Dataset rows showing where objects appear
--

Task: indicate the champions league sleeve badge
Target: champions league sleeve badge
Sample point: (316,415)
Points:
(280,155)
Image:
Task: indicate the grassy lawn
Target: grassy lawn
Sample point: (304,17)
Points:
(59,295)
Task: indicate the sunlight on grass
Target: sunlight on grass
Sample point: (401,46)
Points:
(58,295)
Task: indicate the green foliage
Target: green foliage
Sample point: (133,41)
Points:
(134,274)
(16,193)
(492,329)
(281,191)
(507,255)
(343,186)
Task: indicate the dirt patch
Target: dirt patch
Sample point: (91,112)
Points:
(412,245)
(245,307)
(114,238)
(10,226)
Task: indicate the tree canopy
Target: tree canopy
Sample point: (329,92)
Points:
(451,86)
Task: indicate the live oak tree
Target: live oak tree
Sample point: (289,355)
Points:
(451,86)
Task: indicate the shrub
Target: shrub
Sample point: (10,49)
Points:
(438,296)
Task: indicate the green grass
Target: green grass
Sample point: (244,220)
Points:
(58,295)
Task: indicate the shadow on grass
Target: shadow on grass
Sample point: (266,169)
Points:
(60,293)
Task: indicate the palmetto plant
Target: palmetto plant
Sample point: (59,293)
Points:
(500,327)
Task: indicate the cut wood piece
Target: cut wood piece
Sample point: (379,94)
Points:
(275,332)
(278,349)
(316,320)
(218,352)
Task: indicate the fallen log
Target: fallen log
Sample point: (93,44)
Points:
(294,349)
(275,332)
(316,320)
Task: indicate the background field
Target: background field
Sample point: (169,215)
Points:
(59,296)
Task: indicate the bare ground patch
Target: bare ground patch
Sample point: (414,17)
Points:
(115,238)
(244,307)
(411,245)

--

__Given exercise__. Copy the material word for word, starting at the line that contains "Task: indicate the sunlight on grass" and continuing through its final line.

__Answer to this task__.
Task: indicate the sunlight on grass
Target: sunlight on grass
Sample point: (401,46)
Points:
(58,295)
Task: indicate the green foliage
Target: green foliage
Sample point: (133,41)
Points:
(134,274)
(16,193)
(492,329)
(281,191)
(507,255)
(343,186)
Task: indicate the dirt patch
Target: dirt patch
Sample point: (91,112)
Points:
(412,245)
(245,307)
(114,238)
(10,226)
Task: indicate the tree canopy
Target: tree canopy
Sample point: (329,92)
Points:
(451,86)
Task: indicate the live oak tree
Target: live oak tree
Sample point: (289,355)
Points:
(451,86)
Task: indicate the shrub
Target: shrub
Sample point: (10,49)
Points:
(438,296)
Task: indicate the green grass
Target: green grass
Sample point: (244,220)
Points:
(58,295)
Task: indicate the shadow on grass
Target: shadow on grass
Sample point: (266,169)
Points:
(60,293)
Task: indicate the palmetto plant
Target: palmetto plant
Sample point: (59,293)
Points:
(500,327)
Task: indicate the cut wood piece
Target: cut wood piece
Sample point: (379,94)
Points:
(275,332)
(278,349)
(316,320)
(218,352)
Task: indicate the fallen log
Target: fallen log
Sample point: (93,44)
Points:
(294,349)
(275,332)
(316,320)
Task: indicate the background field
Target: background field
Sample point: (169,215)
Points:
(59,296)
Task: indicate the bare ground patch
Target: bare ground patch
Sample point: (414,17)
Points:
(115,238)
(244,307)
(411,245)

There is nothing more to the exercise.